ZU LÖSENDE AUFGABEN:
1: Beantworten Sie zur Entscheidung über die Kettenbefristung eines Lehrers folgende Fragen:
(a) Wie viele befristete Verträge nennt der amtliche Leitsatz?
(b) Welches Gericht und welches Aktenzeichen führt der Abschnitt „Verfahrensgang“ auf?
(c) Wer trägt laut Tenor die Kosten des Rechtsstreits?
2: Skalieren Sie die Einträge zwischen der Zeile mit „of the brown“ und der Zeile mit „point(459, 335)“, beide eingeschlossen: Geben Sie nur diese Zeilen samt Anweisungen erneut wieder und multiplizieren Sie dabei jede Koordinate in den Antworten mit 2,1. Runden Sie auf ganze Zahlen, wobei Werte auf ,5 aufgerundet werden.

VORLIEGENDER TEXTAUSZUG:
===============
Entscheidungsstichwort (Thema)

Rechtsmissbräuchlichkeit wiederholter Befristung der Arbeitsverträge eines Lehrers

 

Leitsatz (amtlich)

Rechtsmissbräuchliche Kettenbefristung eines Lehrers (11 Jahre bei 33 befristeten Verträgen (mit Unterbrechungen)).

 

Leitsatz (redaktionell)

1. Zwar liegt ein sachlicher Grund für die Befristung eines Arbeitsvertrages vor, wenn der Arbeitnehmer zur Vertretung eines anderen Arbeitnehmers beschäftigt wird. Jedoch dürfen die Gerichte sich bei der Befristungskontrolle nach § 14 Abs. 1 S. 2 TzBfG nicht auf die isolierte Prüfung des geltend gemachten Sachgrundes der Vertretung beschränken. Sie sind vielmehr aus unionsrechtlichen Gründen verpflichtet, alle Umstände des Einzelfalls und dabei namentlich die Gesamtdauer und die Zahl der mit derselben Person zur Verrichtung der gleichen Arbeit geschlossenen, aufeinander folgenden befristeten Verträge zu berücksichtigen, um auszuschließen, dass Arbeitgeber missbräuchlich auf befristete Arbeitsverträge zurückgreifen.

2. Diese nach den Grundsätzen des institutionellen Rechtsmissbrauchs vorzunehmende Prüfung führt zu dem Ergebnis, dass die Kettenbefristung von Arbeitsverträgen eines Lehrers über 11 Jahre bei 33 befristeten Verträgen auch dann rechtsmissbräuchlich ist, wenn immer wieder Unterbrechungen von mehreren Monaten eingetreten sind.

 

Normenkette

TzBfG § 14 Abs. 1 S. 2 Nr. 3

 

Verfahrensgang

ArbG Köln (Entscheidung vom 20.03.2014; Aktenzeichen 6 Ca 7651/13)

 

Tenor

  1. Auf die Berufung des Klägers wird das Urteil des Arbeitsgerichts Köln vom 20.03.2014 - 6 Ca 7651/13 - abgeändert und festgestellt, dass das Arbeitsverhältnis zwischen den Parteien nicht aufgrund einer arbeitsrechtlichen Befristung zum 03.09.2013 beendet wurde, sondern als unbefristetes Arbeitsverhältnis über den 03.09.2014 hinaus fortbesteht.
  2. Die Kosten des Rechtsstreits trägt das beklagte Land.
  3. Die Revision wird nicht zugelassen.
 

Tatbestand

Die Parteien streiten darüber, ob ihr Arbeitsverhältnis aufgrund Befristung am 03.09.2013 geendet hat.
===============
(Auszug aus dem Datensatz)
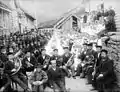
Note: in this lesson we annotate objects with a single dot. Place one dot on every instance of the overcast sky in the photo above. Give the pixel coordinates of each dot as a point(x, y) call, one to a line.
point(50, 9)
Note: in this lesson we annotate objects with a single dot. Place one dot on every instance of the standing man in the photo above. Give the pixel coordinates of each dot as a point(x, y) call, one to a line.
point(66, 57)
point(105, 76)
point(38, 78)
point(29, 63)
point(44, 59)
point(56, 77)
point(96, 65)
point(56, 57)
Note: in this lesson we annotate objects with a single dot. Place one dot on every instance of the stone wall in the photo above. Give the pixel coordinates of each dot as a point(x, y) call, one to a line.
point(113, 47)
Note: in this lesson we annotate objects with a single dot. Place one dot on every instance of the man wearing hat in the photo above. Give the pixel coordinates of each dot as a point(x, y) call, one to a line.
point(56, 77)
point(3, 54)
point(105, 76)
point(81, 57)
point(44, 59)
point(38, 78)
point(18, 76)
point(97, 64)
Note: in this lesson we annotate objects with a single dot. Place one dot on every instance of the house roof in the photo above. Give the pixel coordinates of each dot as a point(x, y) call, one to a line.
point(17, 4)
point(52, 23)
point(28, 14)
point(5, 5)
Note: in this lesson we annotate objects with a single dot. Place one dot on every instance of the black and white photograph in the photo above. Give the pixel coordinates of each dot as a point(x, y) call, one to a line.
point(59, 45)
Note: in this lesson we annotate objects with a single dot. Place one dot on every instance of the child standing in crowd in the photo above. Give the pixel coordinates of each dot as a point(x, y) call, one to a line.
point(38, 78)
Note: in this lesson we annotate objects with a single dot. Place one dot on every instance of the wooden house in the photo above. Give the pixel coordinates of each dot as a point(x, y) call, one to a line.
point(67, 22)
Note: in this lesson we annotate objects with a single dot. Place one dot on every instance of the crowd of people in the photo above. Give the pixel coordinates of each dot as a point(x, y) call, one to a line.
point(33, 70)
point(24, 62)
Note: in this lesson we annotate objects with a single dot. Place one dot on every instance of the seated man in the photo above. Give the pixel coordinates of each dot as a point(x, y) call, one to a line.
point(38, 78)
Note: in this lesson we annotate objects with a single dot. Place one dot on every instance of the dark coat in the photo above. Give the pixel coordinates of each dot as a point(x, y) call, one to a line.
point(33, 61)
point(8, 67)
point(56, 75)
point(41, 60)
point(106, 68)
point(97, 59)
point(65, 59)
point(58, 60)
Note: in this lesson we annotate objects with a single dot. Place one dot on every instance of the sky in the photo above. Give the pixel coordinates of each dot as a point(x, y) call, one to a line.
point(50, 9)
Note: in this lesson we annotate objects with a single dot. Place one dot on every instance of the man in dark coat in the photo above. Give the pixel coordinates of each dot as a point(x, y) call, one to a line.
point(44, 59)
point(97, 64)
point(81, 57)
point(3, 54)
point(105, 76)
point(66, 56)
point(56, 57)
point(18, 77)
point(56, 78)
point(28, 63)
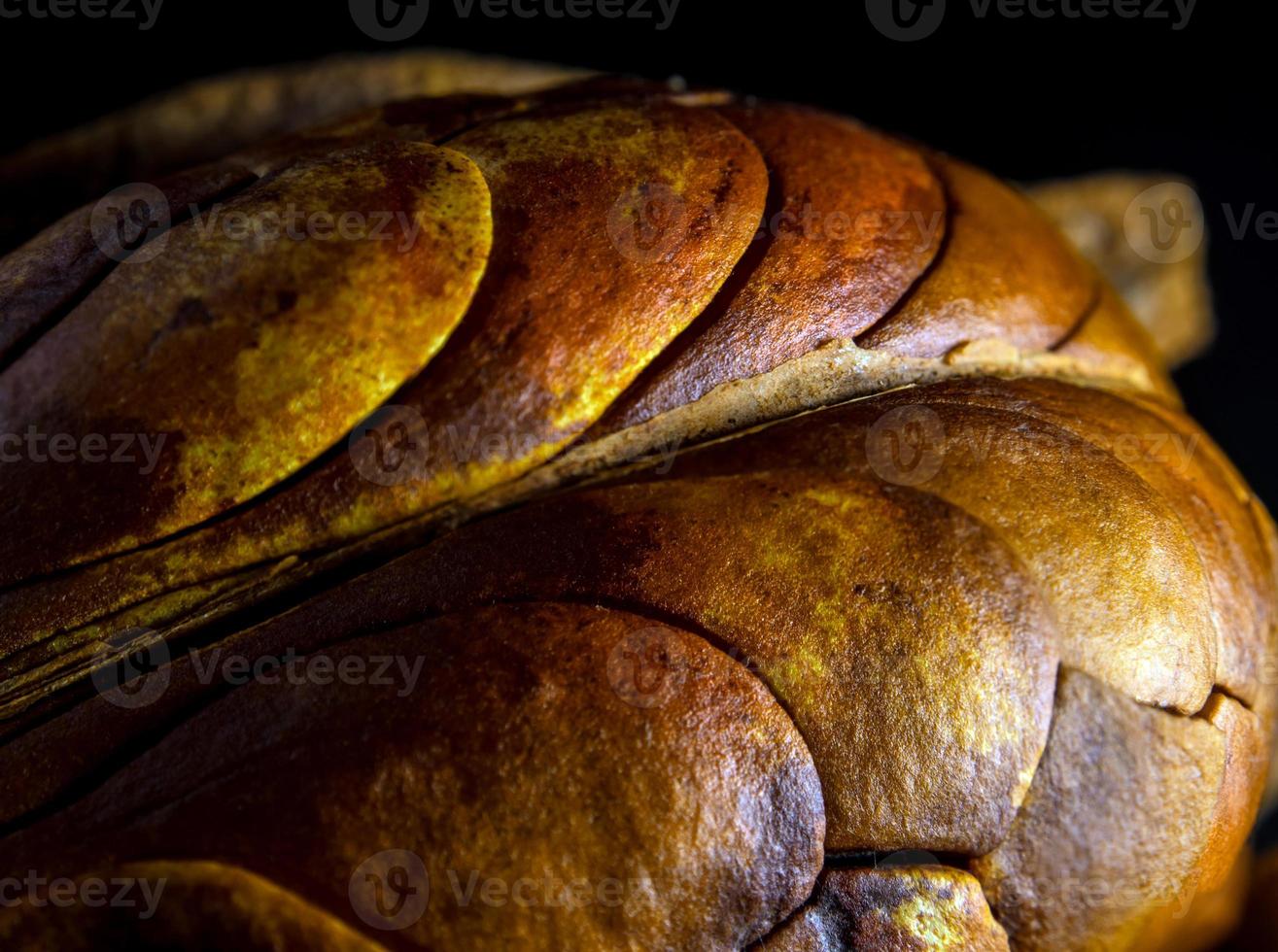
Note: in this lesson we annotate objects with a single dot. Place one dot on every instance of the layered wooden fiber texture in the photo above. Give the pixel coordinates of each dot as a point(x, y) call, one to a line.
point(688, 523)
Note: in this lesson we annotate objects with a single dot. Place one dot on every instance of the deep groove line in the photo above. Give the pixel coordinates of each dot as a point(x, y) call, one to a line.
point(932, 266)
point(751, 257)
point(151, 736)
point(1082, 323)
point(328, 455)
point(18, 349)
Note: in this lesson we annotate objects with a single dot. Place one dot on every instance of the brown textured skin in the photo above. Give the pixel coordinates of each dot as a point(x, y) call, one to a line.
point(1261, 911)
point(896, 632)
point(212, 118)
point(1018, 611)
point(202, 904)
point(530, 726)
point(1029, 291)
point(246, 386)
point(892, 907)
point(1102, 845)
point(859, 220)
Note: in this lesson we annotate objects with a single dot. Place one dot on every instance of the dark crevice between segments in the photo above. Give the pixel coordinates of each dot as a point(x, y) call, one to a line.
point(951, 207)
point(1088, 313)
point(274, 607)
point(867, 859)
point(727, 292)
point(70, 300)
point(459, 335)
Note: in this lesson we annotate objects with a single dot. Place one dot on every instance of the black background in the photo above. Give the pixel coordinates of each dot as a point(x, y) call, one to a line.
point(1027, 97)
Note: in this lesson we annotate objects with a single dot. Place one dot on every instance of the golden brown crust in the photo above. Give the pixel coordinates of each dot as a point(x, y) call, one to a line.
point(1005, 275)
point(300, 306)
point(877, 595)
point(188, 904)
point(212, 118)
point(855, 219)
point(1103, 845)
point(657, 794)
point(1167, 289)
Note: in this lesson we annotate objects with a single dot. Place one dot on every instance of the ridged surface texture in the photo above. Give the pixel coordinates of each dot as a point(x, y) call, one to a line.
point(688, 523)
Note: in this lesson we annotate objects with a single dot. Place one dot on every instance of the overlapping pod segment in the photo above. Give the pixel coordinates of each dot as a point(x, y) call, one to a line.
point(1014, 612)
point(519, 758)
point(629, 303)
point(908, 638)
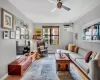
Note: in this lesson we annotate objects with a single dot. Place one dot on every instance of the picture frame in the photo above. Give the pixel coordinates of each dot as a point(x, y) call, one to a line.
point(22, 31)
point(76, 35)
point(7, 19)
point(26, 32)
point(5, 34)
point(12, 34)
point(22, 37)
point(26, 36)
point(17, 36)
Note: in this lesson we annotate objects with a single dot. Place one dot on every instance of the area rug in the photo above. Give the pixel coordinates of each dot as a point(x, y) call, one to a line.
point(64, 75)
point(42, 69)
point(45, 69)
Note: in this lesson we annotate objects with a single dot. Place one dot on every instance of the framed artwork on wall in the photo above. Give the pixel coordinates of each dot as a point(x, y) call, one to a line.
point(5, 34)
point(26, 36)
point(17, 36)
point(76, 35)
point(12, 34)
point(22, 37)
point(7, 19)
===============
LÖSUNGEN JE AUFGABE:
1:
(a) 33 befristete Verträge (über 11 Jahre).
(b) ArbG Köln, Aktenzeichen 6 Ca 7651/13.
(c) Das beklagte Land.

2:
Note: in this lesson we annotate objects with a single dot. Place one dot on every instance of the brown textured skin in the photo above. Give the pixel coordinates of each dot as a point(x, y) call, one to a line.
point(2648, 1913)
point(1882, 1327)
point(445, 248)
point(2138, 1283)
point(424, 1898)
point(1113, 1525)
point(2161, 611)
point(517, 811)
point(1873, 1905)
point(2314, 1775)
point(1804, 462)
Note: in this lesson we annotate objects with a single dot. Place one dot on every instance of the dark crevice between segments in the photo above. Give the pixel coordinates of each dot as a point(x, y) call, one to a line.
point(1997, 435)
point(2285, 657)
point(575, 1275)
point(1821, 1804)
point(1527, 613)
point(147, 630)
point(964, 704)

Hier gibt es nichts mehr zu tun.